Passage:
Reflections on the Art Crawl

 

This past weekend I participated in the St. Paul Art Crawl--opening up my home/studio to show my artwork to the public. The mission of the Art Crawl is to provide an opportunity/venue for artists to share their work with the public. It is an artist-run event and resident artists share their work from their studio, giving the public the opportunity to see "where it all happens". 

I have been participating in the Crawl for the past four years. Some may say that fact alone makes me a glutton for punishment. Since I am still in recovery mode, I will not beg to differ. Initially, I participated in the Crawl from my Jax studio, which was located outside my home (I no longer have this studio). Two years ago when I moved into the Tilsner Artist Co-operative, a live-work space for artists, I began participating in the Crawl from this live-work space.

It's not easy opening up your home for such an event. Not only is there artwork to hang (something I hate doing!), but deep cleaning as well! The week prior to the event is a whirlwind of cleaning, painting, hanging, and rearranging furniture to turn our home into a gallery for the weekend.

This is the "Before" shot (with set-up in progress):

 

 

As you can see by the first photo, some serious rearranging was done for the Crawl!

Besides the cleaning for the event, there is also what I call the "Weather Watch". Somewhat like a bride prior to the Big Day, I start watching the weather about ten days out to guage how it might impact event attendance. Too cold and people want to stay cuddled up at home. Too nice and people want to savor the outdoors. Rain? People don't want to get wet. And snow? Don't even bother opening your door. Believe me, I have experienced all these weather scenarios.

This year the weather seemed to be largely a non-issue. It was unseasonably warm for October, but had been all week so people weren't afraid of squandering the last nice day of the season.

(Data records)
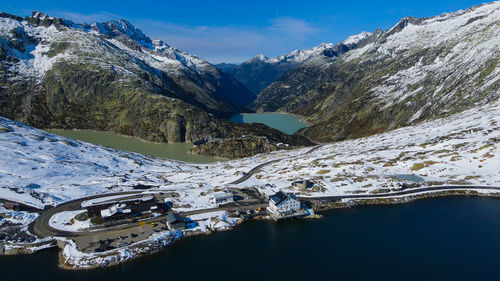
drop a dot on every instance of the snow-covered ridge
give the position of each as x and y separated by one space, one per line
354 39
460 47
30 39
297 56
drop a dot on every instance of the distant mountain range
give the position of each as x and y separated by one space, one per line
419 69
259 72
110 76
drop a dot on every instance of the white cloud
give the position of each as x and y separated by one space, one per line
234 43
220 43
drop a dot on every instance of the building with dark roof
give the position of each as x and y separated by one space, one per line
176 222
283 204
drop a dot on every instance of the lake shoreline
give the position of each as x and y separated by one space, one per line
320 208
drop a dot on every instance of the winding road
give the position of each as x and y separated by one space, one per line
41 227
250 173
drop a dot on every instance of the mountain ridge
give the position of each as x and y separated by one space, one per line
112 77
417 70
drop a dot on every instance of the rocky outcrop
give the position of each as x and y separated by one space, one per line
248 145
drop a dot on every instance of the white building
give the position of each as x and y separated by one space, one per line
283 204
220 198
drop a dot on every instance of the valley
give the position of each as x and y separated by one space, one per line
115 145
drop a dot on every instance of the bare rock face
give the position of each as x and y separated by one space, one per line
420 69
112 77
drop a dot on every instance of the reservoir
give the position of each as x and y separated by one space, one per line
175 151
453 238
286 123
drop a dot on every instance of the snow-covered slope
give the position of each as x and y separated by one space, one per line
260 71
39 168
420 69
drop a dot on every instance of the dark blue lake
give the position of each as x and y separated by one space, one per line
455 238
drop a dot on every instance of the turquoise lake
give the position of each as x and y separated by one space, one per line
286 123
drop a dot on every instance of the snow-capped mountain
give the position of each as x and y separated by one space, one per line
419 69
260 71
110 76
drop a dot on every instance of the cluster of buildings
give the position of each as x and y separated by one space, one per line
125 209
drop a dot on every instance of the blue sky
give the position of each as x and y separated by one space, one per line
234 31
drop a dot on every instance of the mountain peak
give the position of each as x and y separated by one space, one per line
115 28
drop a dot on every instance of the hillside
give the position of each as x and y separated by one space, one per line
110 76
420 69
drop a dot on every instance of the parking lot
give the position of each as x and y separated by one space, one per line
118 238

* * *

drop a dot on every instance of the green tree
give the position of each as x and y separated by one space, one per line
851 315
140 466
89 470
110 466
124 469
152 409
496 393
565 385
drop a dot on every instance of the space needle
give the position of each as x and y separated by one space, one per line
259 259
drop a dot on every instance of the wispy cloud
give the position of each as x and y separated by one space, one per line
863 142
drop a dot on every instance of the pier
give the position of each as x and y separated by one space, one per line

...

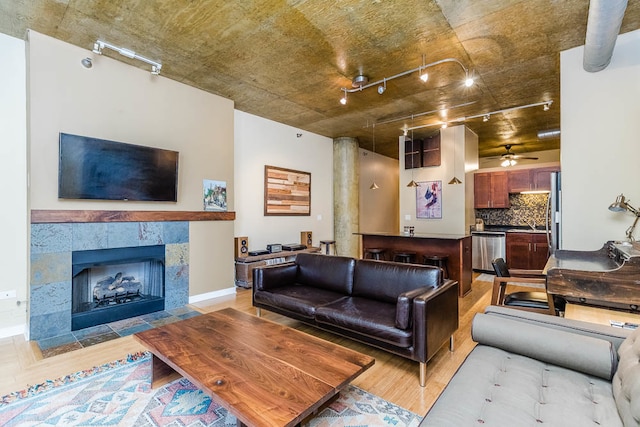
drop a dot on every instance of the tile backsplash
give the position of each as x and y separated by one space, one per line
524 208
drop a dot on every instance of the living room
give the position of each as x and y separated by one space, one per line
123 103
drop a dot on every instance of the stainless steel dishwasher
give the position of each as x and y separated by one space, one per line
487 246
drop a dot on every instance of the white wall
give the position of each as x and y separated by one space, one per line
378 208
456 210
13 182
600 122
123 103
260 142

Short exercise: Can you retype the stretch of the Art Crawl post from "Besides the cleaning" through "of the season." word for word?

Complete response:
Besides the cleaning for the event, there is also what I call the "Weather Watch". Somewhat like a bride prior to the Big Day, I start watching the weather about ten days out to guage how it might impact event attendance. Too cold and people want to stay cuddled up at home. Too nice and people want to savor the outdoors. Rain? People don't want to get wet. And snow? Don't even bother opening your door. Believe me, I have experienced all these weather scenarios.

This year the weather seemed to be largely a non-issue. It was unseasonably warm for October, but had been all week so people weren't afraid of squandering the last nice day of the season.